Document extract:

- Opening Delimiter -

Rayagada: It’s back to the square one for thousands of migrant workers who had rushed back to their homes in Odisha’s Rayagada district from their workplaces in cities in South India to escape the Covid-19 fury.
Lack of jobs, hunger and the sheer apathy of the district administration in their homeland is driving them back to their places of work, even as Covid-19 cases continue to surge.
Nearly five months since the pandemic struck forcing the government to impose a nationwide lockdown in phases triggering a wave of reverse migration from Southern Cities to this remote tribal-dominated district of Odisha, many labourers had hoped to start their life afresh in their home district.
Over the last few days, continuously, hundreds of migrant labourers from different parts of the district are returning to their workplaces in cities in Andhra Pradesh, Telengana, Karnataka, Tamil Nadu and Kerala.
As many as 55 migrant workers from the district boarded three buses heading for Tamil Nadu today, while the Labour department remained a mute spectator.
These migrant workers boarded buses sent by the authorities of a spinning mill from Tirupur in Tamil Nadu.
“There is no job available in Rayagada district. The government has failed to provide jobs. It’s difficult to sustain our families,” alleged Jiva Naukrika, a migrant worker from Utkapadu, who had boarded a bus to Tirupur.
“A spinning mill owner of Tirupur has sent this bus to take us back. The mill owner pays Rs 400 for an eight-hour shift. In addition to that we are provided with three mills a day and rooms to live,” Naukrika added.

- Closing Delimiter -

What needs to be done: Continue the news report on Rayagada's migrant workers heading back to jobs in southern cities, starting right after its final sentence.

Supplied records:
- Opening Delimiter -

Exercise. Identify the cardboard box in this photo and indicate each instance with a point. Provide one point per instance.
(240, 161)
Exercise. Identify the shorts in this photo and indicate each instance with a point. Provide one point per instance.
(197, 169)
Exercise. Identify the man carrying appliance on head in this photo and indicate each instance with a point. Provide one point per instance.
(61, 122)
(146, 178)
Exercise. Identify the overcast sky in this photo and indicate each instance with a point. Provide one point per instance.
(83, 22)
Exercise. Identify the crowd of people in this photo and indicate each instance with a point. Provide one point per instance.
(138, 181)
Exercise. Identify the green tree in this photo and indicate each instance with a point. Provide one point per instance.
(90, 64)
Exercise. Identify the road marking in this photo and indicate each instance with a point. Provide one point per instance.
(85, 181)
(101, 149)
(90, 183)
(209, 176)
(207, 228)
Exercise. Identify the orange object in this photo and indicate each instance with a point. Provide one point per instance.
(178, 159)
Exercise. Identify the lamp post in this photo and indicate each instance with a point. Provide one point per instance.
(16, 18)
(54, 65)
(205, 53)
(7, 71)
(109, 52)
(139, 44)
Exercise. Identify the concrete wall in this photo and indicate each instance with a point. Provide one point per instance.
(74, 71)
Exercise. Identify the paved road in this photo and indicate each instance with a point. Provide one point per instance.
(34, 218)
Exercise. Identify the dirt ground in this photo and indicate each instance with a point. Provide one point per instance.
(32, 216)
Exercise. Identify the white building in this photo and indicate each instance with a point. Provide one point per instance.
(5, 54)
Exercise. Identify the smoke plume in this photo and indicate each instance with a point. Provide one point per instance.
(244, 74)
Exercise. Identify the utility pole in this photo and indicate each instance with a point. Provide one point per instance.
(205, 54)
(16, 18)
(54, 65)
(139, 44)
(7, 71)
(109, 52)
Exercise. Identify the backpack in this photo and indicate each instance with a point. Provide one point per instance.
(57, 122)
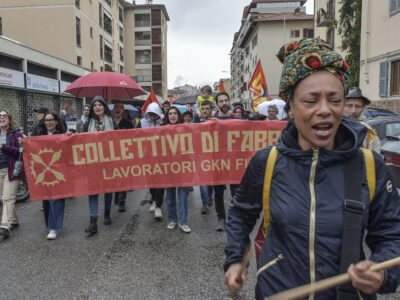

- Closing Delimiter -

Output for this task:
“We were working in that company before the lockdown. We had returned home because of the lockdown. I am going join work at Armstrong Mills, Tirupur in Tamil Nadu, it’s a spinning mill. Now since the lockdown has been lifted and mills are running we are going back to join work,” said another migrant worker from Utkapadu who had also boarded the bus to Tirupur.
“Here in our home district, we are not getting any work. Without work, it is very difficult to run our families. The company used to pay us Rs 400 for an eight-hour shift. In addition to the wages they used to give us three meals a day and rooms for accommodation,” he added.
Despite an order of the State Government to provide jobs to the migrant labourers on their return to their home district under MNREGS, use of earthmoving machines in Mahatma Gandhi National Rural Employment Guarantee Act (MGNREGA) projects has deprived the migrants of getting jobs.
The State Government had directed district collectors to take up more employment-intensive projects for migrant workers under the MGNREGA and Odisha Livelihood Mission (OLM).
The government had also decided to take up employment-intensive projects such as the creation of farm pond, nutri-garden, trench around all forest areas, large scale plantation, fodder cultivation, horticulture, sericulture, field bonding and water-shed development.